____ TEXT

By Andrea Cameron
Brentford & Chiswick Local History Journal 1 (1980)
It may come as a surprise to a modern occupant of the London Borough of Hounslow to discover that Hounslow itself had no official existence until the formation of the Parish of Holy Trinity, Hounslow, in 1856.
We do not know whether there were any prehistoric settlers at Hounslow, though the presence of forest in the area makes it unlikely. The road built by the Romans from London to Silchester goes through the centre of today’s town, though if there was any Roman occupation it remains to be discovered.
The name Hounslow first appeared in the Domesday Book as ‘
Honeslauu, a combination of the Old English words for hounds and hill. A year before the signing of the Magna Carta the Friars founded the Priory of Holy Trinity in Hounslow, their first permanent home in England. They built a hospice for travellers and the sick, and a chapel. The chapel survived the transition to lay ownership at the Dissolution until it was replaced by the new Holy Trinity Church in the 19th century. The ownership of the manor and the estate passed through many hands, though from 1704 till 1820 it was held by the Bulstrode family.
By 1650 there were 120 houses in the town and many of them were either inns or alehouses catering for travellers. The development of regular coach services in the 18th century benefitted the town – it was usually the first stop from, or the last stop to, London. At the turn of the 19th century there were stables for 800 horses and 150 coaches passed through the town each day. In a town so dependant on coach traffic the opening of the railways in the 1830s and 1840s caused a depression, though the arrival of the suburban line in 1850 encouraged the development of South Hounslow as a high-class residential area.
For most of its history the town has been divided between the parishes of Isleworth and Heston – the parish boundary was the middle of the main road. The two vestries found it hard to agree on improvements to the town so in the 19th century a body of local philanthropists – including Dr Frogley the surgeon, Dr Benson the curate of the chapel, Mr Henry Pownall, Mr Farnell of the Isleworth Brewery, Dr Joseph Banks and James Clitherow – took it upon themselves to raise money for a new chapel, the town school and the town hall.
Since Heston and Isleworth united in an Urban Sanitary District in 1875 with Hounslow as its centre the area has developed through an Urban District Council and Borough Council to the present London Borough of Hounslow.

________
____ LISTED RECORDS

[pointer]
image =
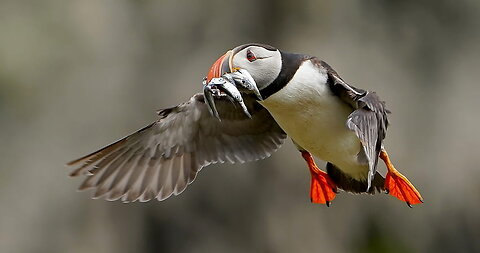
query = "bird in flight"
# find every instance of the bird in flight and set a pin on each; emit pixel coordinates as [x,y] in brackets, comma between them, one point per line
[254,97]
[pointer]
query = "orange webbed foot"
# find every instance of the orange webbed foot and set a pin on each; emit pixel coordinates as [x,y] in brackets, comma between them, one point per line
[322,188]
[398,185]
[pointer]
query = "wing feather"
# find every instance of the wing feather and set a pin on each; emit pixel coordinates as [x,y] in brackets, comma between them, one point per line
[162,158]
[368,120]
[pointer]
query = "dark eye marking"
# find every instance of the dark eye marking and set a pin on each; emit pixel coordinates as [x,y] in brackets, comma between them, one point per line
[251,56]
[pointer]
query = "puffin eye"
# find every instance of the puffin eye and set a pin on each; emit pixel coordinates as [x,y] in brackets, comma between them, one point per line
[250,56]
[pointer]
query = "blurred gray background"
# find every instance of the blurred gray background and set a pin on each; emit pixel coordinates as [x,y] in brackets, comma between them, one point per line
[76,75]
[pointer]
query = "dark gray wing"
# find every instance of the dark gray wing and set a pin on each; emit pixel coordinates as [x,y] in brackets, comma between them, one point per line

________

WHAT IS REQUIRED> Decide whether each of these statements agrees with the Hounslow history text, answering yes or no and quoting the deciding words of the text: 1. The Bulstrode family held the manor and estate from 1704 until 1820. 2. The parish boundary between Isleworth and Heston ran along the edge of the town. 3. By 1650 the town had 150 houses.

TASK RESPONSE>
1. Yes: "from 1704 till 1820 it was held by the Bulstrode family"
2. No: "the parish boundary was the middle of the main road"
3. No: "By 1650 there were 120 houses in the town"